» **Set problem**
Write each line out exactly, leaving none out.

» **Location labeling records**
============================================================

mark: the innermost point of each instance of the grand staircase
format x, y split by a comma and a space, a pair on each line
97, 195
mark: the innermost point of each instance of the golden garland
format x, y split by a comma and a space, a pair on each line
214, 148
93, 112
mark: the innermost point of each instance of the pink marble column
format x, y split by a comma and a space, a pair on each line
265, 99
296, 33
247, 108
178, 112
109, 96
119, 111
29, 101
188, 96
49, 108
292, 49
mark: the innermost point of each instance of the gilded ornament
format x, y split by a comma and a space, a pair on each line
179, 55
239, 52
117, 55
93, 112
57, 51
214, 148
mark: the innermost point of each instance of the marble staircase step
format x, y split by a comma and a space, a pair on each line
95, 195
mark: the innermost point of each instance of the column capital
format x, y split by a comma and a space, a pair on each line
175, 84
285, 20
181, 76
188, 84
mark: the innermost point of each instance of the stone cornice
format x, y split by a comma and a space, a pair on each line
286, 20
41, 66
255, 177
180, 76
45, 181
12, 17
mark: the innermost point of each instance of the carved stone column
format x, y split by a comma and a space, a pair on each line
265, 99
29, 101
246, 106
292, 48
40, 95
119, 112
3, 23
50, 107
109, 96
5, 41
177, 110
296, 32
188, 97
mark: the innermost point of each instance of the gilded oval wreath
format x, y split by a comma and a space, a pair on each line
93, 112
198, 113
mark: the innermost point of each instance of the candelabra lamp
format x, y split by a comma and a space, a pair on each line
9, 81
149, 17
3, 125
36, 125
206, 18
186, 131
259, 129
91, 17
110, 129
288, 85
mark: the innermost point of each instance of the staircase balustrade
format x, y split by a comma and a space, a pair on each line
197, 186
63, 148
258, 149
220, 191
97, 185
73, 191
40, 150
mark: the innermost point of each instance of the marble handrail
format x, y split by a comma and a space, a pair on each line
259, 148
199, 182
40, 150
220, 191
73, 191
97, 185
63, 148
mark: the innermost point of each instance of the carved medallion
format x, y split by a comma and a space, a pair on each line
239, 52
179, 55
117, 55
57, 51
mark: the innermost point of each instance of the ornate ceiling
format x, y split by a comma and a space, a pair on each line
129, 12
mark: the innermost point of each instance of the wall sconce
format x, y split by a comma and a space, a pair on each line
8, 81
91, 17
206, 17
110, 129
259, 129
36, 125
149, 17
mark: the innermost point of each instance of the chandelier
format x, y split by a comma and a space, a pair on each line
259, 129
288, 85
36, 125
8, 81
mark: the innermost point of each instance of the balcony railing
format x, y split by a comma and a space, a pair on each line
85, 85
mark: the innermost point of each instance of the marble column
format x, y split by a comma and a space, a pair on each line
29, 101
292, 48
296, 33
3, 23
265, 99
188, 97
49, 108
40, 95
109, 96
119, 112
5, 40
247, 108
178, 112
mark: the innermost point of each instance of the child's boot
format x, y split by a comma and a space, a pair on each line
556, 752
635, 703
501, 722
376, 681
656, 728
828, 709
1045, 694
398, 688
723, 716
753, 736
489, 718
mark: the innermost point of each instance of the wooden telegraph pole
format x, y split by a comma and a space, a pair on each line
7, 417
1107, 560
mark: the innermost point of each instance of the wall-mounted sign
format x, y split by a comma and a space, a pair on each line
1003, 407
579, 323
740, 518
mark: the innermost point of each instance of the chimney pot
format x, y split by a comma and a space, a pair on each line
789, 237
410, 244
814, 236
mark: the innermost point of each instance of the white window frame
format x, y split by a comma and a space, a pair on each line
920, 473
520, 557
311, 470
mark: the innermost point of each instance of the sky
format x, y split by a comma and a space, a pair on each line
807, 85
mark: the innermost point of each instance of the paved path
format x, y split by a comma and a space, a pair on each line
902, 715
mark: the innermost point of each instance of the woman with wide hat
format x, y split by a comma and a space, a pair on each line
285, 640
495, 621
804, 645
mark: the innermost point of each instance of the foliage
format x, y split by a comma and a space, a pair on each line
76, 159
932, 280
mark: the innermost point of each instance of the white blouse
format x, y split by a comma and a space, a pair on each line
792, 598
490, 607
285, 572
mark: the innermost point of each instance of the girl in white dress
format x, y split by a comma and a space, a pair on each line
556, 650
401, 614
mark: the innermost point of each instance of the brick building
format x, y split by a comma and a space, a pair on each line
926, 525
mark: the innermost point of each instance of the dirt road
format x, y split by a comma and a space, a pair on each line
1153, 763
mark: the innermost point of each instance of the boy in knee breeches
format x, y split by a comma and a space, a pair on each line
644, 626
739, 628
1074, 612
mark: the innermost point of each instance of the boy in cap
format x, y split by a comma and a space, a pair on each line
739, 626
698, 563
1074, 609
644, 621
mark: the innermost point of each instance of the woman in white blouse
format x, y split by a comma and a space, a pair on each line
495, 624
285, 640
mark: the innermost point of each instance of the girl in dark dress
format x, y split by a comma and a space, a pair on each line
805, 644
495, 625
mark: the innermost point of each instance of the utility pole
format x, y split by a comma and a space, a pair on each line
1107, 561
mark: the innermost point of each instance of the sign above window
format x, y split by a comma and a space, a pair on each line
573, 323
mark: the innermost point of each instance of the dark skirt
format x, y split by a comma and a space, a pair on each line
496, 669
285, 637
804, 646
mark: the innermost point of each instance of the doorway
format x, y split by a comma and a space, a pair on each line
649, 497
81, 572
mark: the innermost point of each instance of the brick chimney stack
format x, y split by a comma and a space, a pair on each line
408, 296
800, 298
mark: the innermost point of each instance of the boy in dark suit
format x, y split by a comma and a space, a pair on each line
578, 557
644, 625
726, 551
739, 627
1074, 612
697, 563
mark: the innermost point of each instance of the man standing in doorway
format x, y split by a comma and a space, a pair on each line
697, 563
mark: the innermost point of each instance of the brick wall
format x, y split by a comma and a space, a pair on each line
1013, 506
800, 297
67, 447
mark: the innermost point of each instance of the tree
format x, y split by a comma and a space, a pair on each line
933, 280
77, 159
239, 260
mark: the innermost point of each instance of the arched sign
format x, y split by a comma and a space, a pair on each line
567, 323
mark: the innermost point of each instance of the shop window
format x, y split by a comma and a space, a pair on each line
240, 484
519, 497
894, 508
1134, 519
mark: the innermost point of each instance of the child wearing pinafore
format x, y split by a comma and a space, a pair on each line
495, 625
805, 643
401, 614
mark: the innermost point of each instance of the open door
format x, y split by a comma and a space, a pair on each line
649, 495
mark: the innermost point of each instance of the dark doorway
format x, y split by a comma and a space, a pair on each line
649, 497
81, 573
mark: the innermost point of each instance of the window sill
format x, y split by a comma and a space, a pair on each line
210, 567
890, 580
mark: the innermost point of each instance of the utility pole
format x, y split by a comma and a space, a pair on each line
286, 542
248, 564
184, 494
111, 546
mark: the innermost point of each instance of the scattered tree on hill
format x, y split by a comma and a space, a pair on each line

============================================================

» **Answer to this task**
mark: the innermost point of each instance of the grand staircase
format x, y split by a comma and a space, a pair on each line
97, 195
mark: the innermost point of each instance of the golden garland
format x, y split by a comma and a space, a pair on each line
214, 148
93, 112
mark: the innermost point of each instance of the pink marble column
format x, y split by a comma and a space, a pair on each line
265, 99
296, 33
247, 108
178, 112
109, 96
119, 111
29, 101
188, 96
49, 108
292, 49
mark: the innermost point of each instance of the gilded ornament
format x, y split by a comma and a space, a pair on each line
179, 55
239, 52
117, 55
93, 112
57, 51
214, 148
mark: the innermost point of each instance of the marble staircase step
format x, y split by a comma and a space, a pair on each line
95, 195
mark: the innermost point of each instance of the column capital
format x, y split by a comma and a space, a pair on each line
175, 84
285, 20
181, 76
188, 84
mark: the innermost point of each instance of the stone cornice
format x, y split by a comma and a space, a pair on each line
286, 20
41, 66
255, 177
180, 76
45, 181
12, 17
mark: the innermost point of each instance of the carved stone column
format x, y split by a comma and a space, a pair on each line
265, 99
29, 101
246, 106
292, 48
40, 95
119, 112
3, 23
50, 107
109, 96
5, 41
177, 110
296, 32
188, 97
mark: the innermost point of each instance of the gilded oval wreath
format x, y split by a comma and a space, a pair on each line
93, 112
198, 113
mark: the innermost point of each instance of the candelabra lamp
format x, y split by a comma and a space, a pair on each line
9, 81
149, 17
3, 125
36, 125
206, 18
186, 131
259, 129
91, 17
110, 129
288, 85
mark: the innermost point of each instance of the staircase balustrade
format x, y split by a comma and a space, a pair on each line
197, 186
63, 148
258, 149
220, 191
97, 185
73, 191
40, 150
mark: the innermost point of each instance of the marble handrail
format x, y split by a comma and a space, a pair on each line
259, 148
199, 182
40, 150
220, 191
73, 191
97, 185
63, 148
mark: the innermost point of each instance of the carved medallion
format x, y split by a comma and a space, a pair on each line
239, 52
179, 55
117, 55
57, 51
mark: the innermost point of each instance of the ornate ceiling
format x, y split by a comma and a space, a pair on each line
129, 12
mark: the innermost point of each instance of the wall sconce
format x, y split by a comma and a space, a pair on each line
8, 81
91, 17
206, 17
110, 129
259, 129
36, 125
149, 17
mark: the innermost point of each instance of the chandelier
format x, y split by a comma and a space, a pair on each line
259, 129
288, 85
36, 125
8, 81
mark: the innermost point of each instance of the balcony railing
format x, y split by a comma and a space, a pair on each line
85, 85
mark: the innermost point of each instance of the marble column
format x, y split by a comma and a space, a pair on each line
29, 101
292, 48
296, 33
3, 23
265, 99
188, 97
49, 108
40, 95
109, 96
119, 112
5, 40
247, 108
178, 112
mark: the innermost point of each instance of the child's boot
format x, y split by a comma and a space, a pair on each line
556, 752
635, 703
501, 722
376, 681
656, 728
828, 709
1045, 694
398, 688
723, 716
753, 736
489, 718
mark: the innermost point of each instance of the wooden telegraph pole
format x, y split by a comma and a space, a pair on each line
7, 417
1107, 560
mark: the innermost point of each instance of the wall-mounted sign
format x, y split by a comma and a space, a pair on each line
1003, 407
579, 323
740, 518
mark: the innermost point of each instance of the chimney pot
format x, y split by a comma and a space, a pair on each line
789, 237
410, 244
814, 236
mark: the innermost point of each instance of the white window frame
format x, y split by a comma and a space, a pair on each line
920, 473
520, 557
311, 470
mark: the innermost point of each instance of the sky
format x, y split by a comma and a space, a pair on each line
807, 85
mark: the innermost point of each instance of the paved path
format x, y split by a comma and a space, a pair on each line
902, 715
mark: the innermost point of each instance of the woman with wide hat
format x, y split by a comma and a space, a pair on each line
285, 640
495, 621
804, 645
mark: the innermost point of each instance of the foliage
format x, y split by a comma and a space, a pair on each line
76, 159
932, 280
mark: the innermost point of each instance of the white blouse
format x, y split by a comma and a space, a pair on each line
792, 598
490, 607
285, 572
mark: the innermost point of each instance of the girl in white dress
format x, y split by a comma and a space, a pair on each line
556, 650
401, 614
mark: the innermost point of each instance of the brick building
format x, y split by a comma and a space, a pair on each line
926, 525
mark: the innermost point of each instance of the dirt road
format x, y split by a comma and a space, a pair on each line
1153, 763
mark: the innermost point of each instance of the boy in knee breeches
format x, y split by a comma and a space, a pair on each line
644, 626
739, 628
1074, 612
mark: the innermost point of each instance of the boy in cap
format x, y split by a comma and a space, a pair on each line
739, 626
698, 563
1074, 609
644, 621
mark: the innermost point of each instance of the woman in white blouse
format x, y split by a comma and a space, a pair on each line
495, 624
285, 640
mark: the innermost point of each instance of the girl in dark dress
format x, y split by a comma and a space, a pair on each line
805, 644
495, 625
mark: the innermost point of each instance of the utility pole
format x, y split by a comma and a space, a pair on each line
1107, 561
mark: the innermost point of each instance of the sign above window
format x, y split by a comma and a space, a pair on each line
573, 323
mark: the innermost point of each instance of the dark skirt
format x, y split by a comma and a space, a pair on each line
496, 669
285, 637
804, 646
mark: the innermost point of each instance of the doorway
format x, y split by a comma and a space, a pair on each line
649, 497
81, 572
mark: the innermost point of each instance of the brick chimney stack
format x, y split by a comma and a space, a pair on each line
408, 296
800, 298
mark: the innermost point of each instance of the boy in dark suit
format x, y split by a comma and a space, a pair on each line
578, 557
644, 625
726, 551
739, 627
1074, 612
697, 563
mark: the innermost point of each instance of the man standing in doorway
format x, y split by a comma and a space, a pair on each line
697, 563
mark: the innermost point of each instance of the brick wall
format x, y split by a comma and a space, a pair on each line
1013, 506
800, 297
67, 447
mark: the innermost point of each instance of the tree
format x, y split by a comma and a space, a pair on each line
933, 280
77, 159
239, 260
mark: the innermost point of each instance of the arched sign
format x, y split by a comma and a space, a pair on each line
567, 323
mark: the innermost point of each instance of the shop window
format x, y split by a comma and a space, a pair on each line
240, 484
519, 497
894, 508
1134, 519
mark: the innermost point of each instance of the child wearing pinafore
format x, y split by a comma and a space, a pair on each line
495, 625
805, 643
401, 614
mark: the innermost point of each instance of the open door
format x, y split by a comma and a space, a pair on each line
649, 495
mark: the innermost point of each instance of the dark doorway
format x, y split by a comma and a space, a pair on each line
649, 497
81, 573
mark: the innermost point of each instance of the window sill
format x, y split by a comma and a space, a pair on each line
210, 567
890, 580
mark: the innermost point of each instance of the utility pole
format x, y split by a comma and a space, a pair on each line
286, 542
248, 564
184, 494
111, 546
mark: the innermost point of each instance of the scattered tree on hill
format x, y split by a comma and a space, a pair on each line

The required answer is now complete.